Source text:
Outcomes of Maintenance Therapy with Bortezomib after Autologous Stem Cell Transplantation for Patients with Multiple Myeloma.

Published

Journal Article

Comprehensive recommendations for maintenance therapy after autologous stem cell transplantation (ASCT) for patients with multiple myeloma (MM) have yet to be defined. Bortezomib has been utilized as maintenance therapy after ASCT, but data attesting to the safety and efficacy of this agent compared with lenalidomide in the post-ASCT setting are limited. Therefore, we retrospectively analyzed the outcomes of 102 patients with MM who received maintenance therapy with bortezomib after ASCT at Duke University's adult bone marrow transplant clinic between 2005 and 2015. Maintenance with bortezomib was initiated between 60 and 90 days after ASCT as a single agent 1.3 mg/m2 once every 2 weeks (n = 92) or in combination with lenalidomide (10 mg/day) (n = 10). The median age at ASCT was 64 (range, 31 to 78). Of the 99 patients with molecular data available, 42% had high-risk cytogenetics (including d17p, t(4;14), +1q, and t(14;16) by fluorescein in situ hybridization). Overall, 46% of patients experienced side effects from maintenance therapy, with 31% of all patients experiencing peripheral neuropathy. In total, 2% of patients required discontinuation of bortezomib maintenance because of adverse events. No secondary malignancies were reported from the therapy. The median progression-free survival (PFS) for patients receiving maintenance therapy with bortezomib after ASCT was 36.5 months (95% confidence interval [CI], 21.3 to not available) and median overall survival was 72.7 months (95% CI, 63.9 to not available). The PFS of patients with high-risk cytogenetics was not statistically significantly different from those with standard-risk cytogenetics, suggesting that maintenance with bortezomib may help overcome the impact of high-risk cytogenetics on early progression. These results indicate that maintenance therapy with bortezomib represents a safe, well-tolerated, and efficacious option for patients with high-risk cytogenetics, renal insufficiency, an inability to tolerate lenalidomide, or a previous history of another cancer.

Natural language region descriptions:
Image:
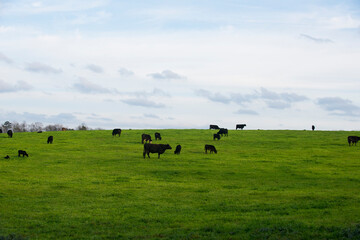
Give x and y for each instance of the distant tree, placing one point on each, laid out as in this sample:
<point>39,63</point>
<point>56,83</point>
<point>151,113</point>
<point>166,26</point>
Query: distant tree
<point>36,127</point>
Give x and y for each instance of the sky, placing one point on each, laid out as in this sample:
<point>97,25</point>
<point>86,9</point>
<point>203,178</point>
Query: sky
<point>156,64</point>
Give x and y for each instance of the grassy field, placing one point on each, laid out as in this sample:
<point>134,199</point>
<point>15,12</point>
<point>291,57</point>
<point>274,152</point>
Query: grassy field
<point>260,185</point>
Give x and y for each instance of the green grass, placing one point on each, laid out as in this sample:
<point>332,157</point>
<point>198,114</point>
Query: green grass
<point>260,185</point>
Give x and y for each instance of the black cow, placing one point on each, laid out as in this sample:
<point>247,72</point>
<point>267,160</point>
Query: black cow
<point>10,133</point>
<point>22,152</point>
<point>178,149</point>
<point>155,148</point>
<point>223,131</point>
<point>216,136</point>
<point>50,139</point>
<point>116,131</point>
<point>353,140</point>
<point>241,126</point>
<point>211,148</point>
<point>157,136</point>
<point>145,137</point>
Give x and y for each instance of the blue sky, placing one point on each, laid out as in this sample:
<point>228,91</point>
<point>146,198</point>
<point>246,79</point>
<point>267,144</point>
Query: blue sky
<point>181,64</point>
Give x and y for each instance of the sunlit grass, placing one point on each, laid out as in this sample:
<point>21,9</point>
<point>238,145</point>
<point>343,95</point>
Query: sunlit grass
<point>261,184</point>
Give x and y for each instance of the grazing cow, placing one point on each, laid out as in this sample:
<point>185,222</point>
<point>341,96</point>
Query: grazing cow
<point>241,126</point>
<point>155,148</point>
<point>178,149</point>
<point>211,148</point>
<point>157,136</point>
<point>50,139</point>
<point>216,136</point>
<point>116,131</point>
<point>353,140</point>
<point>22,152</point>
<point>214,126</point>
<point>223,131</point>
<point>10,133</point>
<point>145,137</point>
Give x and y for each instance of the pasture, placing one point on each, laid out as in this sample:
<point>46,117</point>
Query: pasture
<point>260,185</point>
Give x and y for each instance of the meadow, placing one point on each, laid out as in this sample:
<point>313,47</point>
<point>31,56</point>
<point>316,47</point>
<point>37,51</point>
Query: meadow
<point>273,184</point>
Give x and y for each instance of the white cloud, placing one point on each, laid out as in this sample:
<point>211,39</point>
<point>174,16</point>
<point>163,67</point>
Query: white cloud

Work instruction 1: List the high-risk cytogenetic abnormalities that the bortezomib abstract names as detected by fluorescein in situ hybridization.
Work instruction 2: According to the bortezomib abstract, what percentage of all patients stopped bortezomib maintenance because of adverse events?
Work instruction 3: Write the next part of the bortezomib abstract, starting after its final sentence.

Exercise response 1: d17p, t(4;14), +1q, t(14;16)

Exercise response 2: 2% of patients.

Exercise response 3:
Full Text

Duke Authors

Cited Authors

  • Sivaraj, D; Green, MM; Li, Z; Sung, AD; Sarantopoulos, S; Kang, Y; Long, GD; Horwitz, ME; Lopez, RD; Sullivan, KM; Rizzieri, DA; Chao, NJ; Gasparetto, C

Published Date

  • February 2017

Published In

Volume / Issue

  • 23 / 2

Start / End Page

  • 262 - 268

PubMed ID

  • 27856369

Pubmed Central ID

  • 27856369

Electronic International Standard Serial Number (EISSN)

  • 1523-6536

Digital Object Identifier (DOI)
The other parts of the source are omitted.